Problem details: From the line containing "green fern leaf" through the last line of the entries below, repeat each line word for word and leave out the rest.

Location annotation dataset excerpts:
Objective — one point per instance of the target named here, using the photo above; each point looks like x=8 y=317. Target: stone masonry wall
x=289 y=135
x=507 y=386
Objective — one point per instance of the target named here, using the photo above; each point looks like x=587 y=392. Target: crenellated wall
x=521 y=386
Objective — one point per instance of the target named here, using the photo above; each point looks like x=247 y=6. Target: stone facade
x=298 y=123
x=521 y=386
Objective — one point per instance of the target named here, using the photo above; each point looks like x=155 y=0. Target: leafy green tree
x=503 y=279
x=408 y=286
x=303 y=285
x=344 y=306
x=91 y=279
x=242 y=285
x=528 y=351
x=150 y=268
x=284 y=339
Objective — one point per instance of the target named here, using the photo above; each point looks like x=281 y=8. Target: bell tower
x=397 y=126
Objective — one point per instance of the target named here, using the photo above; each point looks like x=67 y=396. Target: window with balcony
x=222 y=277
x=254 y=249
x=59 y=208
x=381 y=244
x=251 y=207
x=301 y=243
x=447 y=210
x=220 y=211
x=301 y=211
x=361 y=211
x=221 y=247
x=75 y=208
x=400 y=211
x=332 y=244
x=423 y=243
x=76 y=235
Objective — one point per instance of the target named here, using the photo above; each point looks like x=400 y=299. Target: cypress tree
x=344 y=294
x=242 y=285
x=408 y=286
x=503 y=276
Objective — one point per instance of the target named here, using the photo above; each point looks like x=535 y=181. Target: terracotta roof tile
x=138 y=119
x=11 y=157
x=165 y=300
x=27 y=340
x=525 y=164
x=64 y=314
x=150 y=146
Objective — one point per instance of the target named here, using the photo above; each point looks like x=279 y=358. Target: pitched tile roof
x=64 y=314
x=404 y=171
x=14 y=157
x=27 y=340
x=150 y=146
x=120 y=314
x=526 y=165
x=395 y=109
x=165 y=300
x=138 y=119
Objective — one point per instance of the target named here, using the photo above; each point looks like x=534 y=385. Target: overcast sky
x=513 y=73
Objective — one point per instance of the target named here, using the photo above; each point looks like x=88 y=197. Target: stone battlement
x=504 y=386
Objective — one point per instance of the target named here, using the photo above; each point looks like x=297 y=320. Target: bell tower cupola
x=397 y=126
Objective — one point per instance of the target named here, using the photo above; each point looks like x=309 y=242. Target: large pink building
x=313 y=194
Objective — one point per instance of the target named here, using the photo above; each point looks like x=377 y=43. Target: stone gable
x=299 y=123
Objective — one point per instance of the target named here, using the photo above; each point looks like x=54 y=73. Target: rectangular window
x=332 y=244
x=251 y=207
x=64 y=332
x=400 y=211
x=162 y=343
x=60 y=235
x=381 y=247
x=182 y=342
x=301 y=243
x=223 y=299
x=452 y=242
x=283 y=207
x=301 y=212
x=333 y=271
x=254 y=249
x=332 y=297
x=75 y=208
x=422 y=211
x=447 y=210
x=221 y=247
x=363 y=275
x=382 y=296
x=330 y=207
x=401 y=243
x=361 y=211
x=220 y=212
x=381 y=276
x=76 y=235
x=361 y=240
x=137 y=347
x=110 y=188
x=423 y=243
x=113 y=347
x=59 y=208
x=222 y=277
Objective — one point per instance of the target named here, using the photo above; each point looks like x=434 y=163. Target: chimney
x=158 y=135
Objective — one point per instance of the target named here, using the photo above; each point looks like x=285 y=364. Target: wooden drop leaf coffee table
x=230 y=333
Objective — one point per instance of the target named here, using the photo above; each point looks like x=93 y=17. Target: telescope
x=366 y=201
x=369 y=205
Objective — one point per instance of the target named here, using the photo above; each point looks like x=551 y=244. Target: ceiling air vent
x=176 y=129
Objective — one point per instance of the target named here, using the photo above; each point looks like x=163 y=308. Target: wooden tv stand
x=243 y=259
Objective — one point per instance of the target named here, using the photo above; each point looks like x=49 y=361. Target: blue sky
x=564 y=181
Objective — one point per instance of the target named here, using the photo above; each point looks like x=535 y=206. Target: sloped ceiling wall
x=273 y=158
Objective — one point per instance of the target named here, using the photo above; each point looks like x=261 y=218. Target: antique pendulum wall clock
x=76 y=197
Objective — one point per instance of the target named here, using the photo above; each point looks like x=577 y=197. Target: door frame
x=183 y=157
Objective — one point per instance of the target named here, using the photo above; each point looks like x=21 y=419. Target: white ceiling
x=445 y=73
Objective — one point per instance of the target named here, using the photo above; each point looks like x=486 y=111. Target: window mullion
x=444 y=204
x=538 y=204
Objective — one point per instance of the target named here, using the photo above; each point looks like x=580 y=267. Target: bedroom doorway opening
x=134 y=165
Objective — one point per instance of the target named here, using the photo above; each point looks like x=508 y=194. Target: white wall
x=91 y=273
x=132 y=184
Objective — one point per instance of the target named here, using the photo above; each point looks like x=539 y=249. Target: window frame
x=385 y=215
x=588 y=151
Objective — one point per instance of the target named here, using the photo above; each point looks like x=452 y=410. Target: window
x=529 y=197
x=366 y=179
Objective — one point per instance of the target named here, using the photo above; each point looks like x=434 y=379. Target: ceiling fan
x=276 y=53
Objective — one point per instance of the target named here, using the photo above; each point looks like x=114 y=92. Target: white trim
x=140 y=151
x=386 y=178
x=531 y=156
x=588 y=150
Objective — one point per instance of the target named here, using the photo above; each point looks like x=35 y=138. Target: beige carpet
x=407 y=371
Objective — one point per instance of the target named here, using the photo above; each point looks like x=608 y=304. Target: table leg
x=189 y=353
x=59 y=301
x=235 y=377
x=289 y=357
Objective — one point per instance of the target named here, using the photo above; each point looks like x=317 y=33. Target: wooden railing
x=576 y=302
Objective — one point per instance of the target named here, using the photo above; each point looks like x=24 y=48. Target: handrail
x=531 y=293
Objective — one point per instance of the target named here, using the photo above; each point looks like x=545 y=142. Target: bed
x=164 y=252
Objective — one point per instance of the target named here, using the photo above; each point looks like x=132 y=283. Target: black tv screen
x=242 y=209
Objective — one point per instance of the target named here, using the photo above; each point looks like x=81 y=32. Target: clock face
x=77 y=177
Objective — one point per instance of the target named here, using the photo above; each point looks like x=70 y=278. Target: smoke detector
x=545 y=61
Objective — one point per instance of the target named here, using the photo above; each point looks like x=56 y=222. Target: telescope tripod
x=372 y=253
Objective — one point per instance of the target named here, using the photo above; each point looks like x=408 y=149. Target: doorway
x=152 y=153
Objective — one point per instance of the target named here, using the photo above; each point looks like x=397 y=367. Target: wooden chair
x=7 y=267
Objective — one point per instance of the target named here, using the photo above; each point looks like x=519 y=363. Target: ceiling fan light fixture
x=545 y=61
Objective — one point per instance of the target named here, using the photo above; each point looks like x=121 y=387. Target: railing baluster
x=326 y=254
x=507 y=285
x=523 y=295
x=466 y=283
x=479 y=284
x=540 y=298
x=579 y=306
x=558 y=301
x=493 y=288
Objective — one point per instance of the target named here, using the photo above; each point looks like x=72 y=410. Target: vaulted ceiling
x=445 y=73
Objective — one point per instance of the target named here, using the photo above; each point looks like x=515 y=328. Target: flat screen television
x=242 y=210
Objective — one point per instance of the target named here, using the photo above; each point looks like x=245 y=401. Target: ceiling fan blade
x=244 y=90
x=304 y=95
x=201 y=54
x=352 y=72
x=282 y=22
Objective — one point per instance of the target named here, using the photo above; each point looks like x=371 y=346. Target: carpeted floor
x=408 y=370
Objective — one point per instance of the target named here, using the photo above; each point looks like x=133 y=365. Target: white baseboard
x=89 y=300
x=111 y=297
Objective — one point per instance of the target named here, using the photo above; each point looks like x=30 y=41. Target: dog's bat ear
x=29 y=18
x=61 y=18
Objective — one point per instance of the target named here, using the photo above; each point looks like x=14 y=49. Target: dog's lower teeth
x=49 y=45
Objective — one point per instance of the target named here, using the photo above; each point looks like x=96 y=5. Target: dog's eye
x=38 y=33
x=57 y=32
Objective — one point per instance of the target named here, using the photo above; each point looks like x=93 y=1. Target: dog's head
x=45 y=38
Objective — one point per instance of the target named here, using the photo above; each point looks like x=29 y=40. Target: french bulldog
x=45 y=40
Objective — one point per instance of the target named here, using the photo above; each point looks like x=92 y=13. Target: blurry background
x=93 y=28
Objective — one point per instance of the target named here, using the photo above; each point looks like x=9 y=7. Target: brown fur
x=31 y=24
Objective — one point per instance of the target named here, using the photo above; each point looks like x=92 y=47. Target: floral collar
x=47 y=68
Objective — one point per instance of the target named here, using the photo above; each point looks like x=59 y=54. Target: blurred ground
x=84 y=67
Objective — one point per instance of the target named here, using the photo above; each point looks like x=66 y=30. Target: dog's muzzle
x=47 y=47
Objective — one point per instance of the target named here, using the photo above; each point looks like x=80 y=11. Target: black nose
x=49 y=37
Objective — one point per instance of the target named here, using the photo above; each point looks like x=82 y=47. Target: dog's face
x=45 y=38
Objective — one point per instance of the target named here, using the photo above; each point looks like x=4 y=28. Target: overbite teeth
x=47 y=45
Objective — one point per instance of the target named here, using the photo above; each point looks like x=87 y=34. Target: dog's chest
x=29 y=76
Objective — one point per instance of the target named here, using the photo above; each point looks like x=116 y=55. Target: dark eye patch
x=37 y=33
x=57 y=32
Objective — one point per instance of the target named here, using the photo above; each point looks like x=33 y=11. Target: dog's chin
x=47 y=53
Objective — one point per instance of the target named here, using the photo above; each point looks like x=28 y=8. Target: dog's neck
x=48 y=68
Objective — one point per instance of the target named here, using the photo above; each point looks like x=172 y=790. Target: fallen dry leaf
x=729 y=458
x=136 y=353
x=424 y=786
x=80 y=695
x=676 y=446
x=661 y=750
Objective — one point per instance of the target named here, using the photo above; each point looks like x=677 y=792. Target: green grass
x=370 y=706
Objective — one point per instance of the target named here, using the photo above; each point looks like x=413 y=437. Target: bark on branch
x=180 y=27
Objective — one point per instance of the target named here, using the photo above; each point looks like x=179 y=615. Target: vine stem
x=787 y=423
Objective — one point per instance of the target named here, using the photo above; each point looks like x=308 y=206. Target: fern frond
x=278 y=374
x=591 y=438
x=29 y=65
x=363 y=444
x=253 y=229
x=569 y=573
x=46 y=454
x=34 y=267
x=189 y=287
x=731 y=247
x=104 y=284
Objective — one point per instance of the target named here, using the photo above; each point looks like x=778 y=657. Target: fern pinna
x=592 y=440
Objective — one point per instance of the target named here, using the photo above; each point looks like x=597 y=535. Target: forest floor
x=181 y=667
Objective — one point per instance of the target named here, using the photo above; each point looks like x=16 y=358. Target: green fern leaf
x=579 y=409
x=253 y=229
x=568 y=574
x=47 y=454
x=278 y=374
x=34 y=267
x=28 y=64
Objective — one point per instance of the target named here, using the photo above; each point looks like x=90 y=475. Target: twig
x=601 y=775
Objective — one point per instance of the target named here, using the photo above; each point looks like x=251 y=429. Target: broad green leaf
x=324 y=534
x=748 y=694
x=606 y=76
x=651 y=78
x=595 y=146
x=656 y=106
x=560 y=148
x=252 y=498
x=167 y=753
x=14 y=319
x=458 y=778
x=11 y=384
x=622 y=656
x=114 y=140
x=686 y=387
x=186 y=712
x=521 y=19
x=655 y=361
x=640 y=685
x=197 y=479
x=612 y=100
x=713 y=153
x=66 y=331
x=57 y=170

Problem solution:
Objective — one point per instance of the target named here, using the photo above; each point looks like x=16 y=358. Target: green fern leaf
x=579 y=409
x=253 y=229
x=568 y=574
x=47 y=454
x=278 y=374
x=34 y=267
x=28 y=64
Objective — one point per instance of the target named here, using the photo above; each point looks like x=90 y=475. Target: twig
x=601 y=775
Objective — one point per instance of the target named here, using the photo above; each point looks like x=251 y=429. Target: broad green leaf
x=324 y=534
x=748 y=694
x=606 y=76
x=651 y=78
x=595 y=146
x=656 y=106
x=560 y=148
x=252 y=498
x=167 y=753
x=14 y=319
x=458 y=778
x=11 y=384
x=622 y=656
x=114 y=140
x=686 y=387
x=186 y=712
x=521 y=19
x=655 y=361
x=640 y=685
x=197 y=479
x=612 y=100
x=713 y=153
x=66 y=331
x=57 y=170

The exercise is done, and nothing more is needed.